» Passage to read
>>>>>

I’ve never had that thought before… I’ve always been able to rise above, to consider that “this too shall pass” and, yet, it came, unbidden, as I was sitting at the dining room table one day not long ago – “I don’t think I can live like this.”
That thought hasn’t appeared again. It never occurred to me before. What has changed? Maybe it’s perimenopause. Maybe it’s something else. Maybe it’s true? No, I don’t think so… at least not today.
I’ve lived with diagnoses of fibromyalgia and osteoarthritis (and a few other things) for more than 10 years. I’ve worked 40+ hours per week. I haven’t asked for or really considered disability. So why did I have that thought? My marriage is basically happy. My life is pretty good. And yet, on that day, in that moment, I considered another option.
And then I felt guilty. I am not dying of an incurable disease like ALS or cancer. I do not have a progressively worsening diagnosis such as MS. And yet the pain can be so debilitating that in a moment of weakness that thought occurred to me.
The strange weather this season has taken a toll on everyone I know with chronic pain such as migraines or arthritis or anything else. Here in tropical Minnesota it was 80 degrees F (or maybe it’s 80 F* degrees?) on March 15th!! Not normal weather for this part of the country. Of course, within two weeks there were severe frosts that took out a lot of budding fruit trees. On April 19, 2011, I documented a snowfall on my digital camera. And the weather has bounced around from Summer to Winter then briefly to Spring. Those kinds of atmospheric changes wreak havoc on anyone with chronic pain.

<<<<<

» Entries supplied

>>>>>

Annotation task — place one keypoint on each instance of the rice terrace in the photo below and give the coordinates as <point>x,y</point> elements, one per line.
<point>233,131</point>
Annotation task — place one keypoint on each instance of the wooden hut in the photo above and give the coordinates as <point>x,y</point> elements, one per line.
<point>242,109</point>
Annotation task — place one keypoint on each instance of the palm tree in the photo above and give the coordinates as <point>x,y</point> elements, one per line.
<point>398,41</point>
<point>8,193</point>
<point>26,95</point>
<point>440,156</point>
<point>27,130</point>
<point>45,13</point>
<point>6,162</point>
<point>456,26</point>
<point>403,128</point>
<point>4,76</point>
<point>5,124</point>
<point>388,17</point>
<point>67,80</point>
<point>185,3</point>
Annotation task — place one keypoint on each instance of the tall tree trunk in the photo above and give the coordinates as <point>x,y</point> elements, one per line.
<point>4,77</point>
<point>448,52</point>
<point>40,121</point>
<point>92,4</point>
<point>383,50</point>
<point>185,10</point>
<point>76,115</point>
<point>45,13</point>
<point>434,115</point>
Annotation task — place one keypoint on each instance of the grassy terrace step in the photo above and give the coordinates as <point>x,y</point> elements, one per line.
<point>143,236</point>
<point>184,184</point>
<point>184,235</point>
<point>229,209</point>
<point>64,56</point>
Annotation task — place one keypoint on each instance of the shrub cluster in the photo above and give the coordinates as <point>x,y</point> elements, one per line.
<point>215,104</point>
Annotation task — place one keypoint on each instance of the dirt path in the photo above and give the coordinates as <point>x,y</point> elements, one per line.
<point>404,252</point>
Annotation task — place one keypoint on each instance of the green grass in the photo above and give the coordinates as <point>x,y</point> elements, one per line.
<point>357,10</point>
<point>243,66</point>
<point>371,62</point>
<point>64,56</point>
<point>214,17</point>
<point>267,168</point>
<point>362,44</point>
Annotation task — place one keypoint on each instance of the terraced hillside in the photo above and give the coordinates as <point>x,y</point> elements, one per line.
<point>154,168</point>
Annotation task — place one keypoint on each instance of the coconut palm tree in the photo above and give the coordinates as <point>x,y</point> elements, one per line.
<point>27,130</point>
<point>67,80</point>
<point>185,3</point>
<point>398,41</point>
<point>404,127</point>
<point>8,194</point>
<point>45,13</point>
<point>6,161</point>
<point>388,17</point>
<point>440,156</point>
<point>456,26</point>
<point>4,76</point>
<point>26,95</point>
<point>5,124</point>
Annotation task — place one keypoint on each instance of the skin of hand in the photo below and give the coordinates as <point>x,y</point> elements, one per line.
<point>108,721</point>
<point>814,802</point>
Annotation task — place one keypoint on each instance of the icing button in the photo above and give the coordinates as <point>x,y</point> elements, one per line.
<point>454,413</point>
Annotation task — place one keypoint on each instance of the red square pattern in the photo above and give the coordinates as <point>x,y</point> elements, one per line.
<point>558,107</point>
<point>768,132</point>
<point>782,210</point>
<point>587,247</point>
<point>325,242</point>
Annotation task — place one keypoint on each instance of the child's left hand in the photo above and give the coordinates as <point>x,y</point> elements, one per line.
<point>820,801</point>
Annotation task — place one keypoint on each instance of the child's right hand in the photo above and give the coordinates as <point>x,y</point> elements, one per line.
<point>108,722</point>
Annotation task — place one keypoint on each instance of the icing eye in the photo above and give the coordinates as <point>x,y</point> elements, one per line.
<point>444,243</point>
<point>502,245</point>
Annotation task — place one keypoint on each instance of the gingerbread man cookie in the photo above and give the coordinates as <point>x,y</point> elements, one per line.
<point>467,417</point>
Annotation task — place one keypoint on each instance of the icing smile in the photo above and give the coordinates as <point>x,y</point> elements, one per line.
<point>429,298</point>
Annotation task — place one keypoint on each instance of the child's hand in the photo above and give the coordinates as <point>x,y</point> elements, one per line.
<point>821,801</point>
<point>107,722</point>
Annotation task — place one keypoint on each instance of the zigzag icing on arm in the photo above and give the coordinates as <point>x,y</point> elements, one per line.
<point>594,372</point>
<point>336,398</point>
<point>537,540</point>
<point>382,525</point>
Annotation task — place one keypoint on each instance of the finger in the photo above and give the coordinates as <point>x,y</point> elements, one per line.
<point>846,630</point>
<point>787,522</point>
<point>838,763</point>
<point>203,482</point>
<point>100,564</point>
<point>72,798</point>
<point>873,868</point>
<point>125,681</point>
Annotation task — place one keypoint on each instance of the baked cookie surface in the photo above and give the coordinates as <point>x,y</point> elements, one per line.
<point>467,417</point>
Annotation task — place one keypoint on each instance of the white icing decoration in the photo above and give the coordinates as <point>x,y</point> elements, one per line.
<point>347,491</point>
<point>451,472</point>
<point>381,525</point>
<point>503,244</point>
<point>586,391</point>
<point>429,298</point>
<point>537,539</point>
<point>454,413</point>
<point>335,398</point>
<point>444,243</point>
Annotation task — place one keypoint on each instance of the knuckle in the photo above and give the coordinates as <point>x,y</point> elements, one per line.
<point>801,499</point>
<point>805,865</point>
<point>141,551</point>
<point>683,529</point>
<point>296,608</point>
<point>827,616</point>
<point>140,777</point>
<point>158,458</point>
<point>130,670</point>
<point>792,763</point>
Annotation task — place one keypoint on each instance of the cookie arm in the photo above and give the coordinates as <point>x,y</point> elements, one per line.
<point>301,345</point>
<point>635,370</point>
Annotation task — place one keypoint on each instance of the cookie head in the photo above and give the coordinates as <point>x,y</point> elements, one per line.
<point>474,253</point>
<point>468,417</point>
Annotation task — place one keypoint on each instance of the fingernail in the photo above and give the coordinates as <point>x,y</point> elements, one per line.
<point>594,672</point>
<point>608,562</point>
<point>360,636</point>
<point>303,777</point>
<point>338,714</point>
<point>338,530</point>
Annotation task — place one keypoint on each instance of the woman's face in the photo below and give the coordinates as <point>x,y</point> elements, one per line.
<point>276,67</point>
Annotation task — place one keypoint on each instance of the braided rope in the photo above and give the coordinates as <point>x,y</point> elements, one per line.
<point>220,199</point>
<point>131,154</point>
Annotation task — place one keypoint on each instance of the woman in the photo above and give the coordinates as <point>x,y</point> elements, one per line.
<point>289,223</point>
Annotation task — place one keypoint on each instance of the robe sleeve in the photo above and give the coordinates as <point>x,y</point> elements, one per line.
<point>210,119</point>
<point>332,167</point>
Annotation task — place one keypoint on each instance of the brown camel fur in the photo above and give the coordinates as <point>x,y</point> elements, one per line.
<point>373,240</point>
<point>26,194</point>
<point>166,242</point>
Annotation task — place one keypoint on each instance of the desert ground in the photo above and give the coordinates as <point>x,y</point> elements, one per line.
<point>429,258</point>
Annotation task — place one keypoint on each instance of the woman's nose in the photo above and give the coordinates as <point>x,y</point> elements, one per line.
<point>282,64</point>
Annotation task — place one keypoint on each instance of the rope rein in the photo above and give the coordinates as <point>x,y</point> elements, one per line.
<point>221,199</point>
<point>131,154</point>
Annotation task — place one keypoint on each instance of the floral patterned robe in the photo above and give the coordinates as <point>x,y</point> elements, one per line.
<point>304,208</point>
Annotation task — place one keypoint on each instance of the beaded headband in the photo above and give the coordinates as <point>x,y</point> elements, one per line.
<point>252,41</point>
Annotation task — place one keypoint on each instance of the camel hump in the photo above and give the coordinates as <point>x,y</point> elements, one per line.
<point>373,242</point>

<<<<<

» Work instructions
**A.** Decide whether each statement agrees with the essay on chronic pain, answering yes or no and quoting the essay's deciding words: (i) the writer has lived with diagnoses of fibromyalgia and osteoarthritis for more than 10 years; (ii) the writer has applied for disability; (iii) the thought "I don't think I can live like this" has returned several times since.
**B.** Carry on the essay on chronic pain from its final sentence.
The entries were taken from a different source than the essay on chronic pain.

» Answers
**A.**
(i) Yes: "I’ve lived with diagnoses of fibromyalgia and osteoarthritis (and a few other things) for more than 10 years."
(ii) No: "I haven’t asked for or really considered disability."
(iii) No: "That thought hasn’t appeared again."

**B.**
And the thunderstorms these last few nights kept me awake… which adds to the cycle – lack of sleep, increase in stress, increase in pain.
One of my favorite speakers, Dr Edward Creagan of Mayo Clinic, gave a presentation this week and said the basics to reduce stress include: walk 30 minutes a day; strength training; restorative sleep (and he added “which most of us never get”); plant-based diet. When a woman asked him about insomnia, he suggested winding down for 30-45 minutes before bed. I wanted to ask him “What about when the hot flashes wake me up?” “What about when the pain wakes me up?” “What about when the I-just-can’t-get-comfortable rotisserizing starts?” And I know the answer is “Go back to the basics.”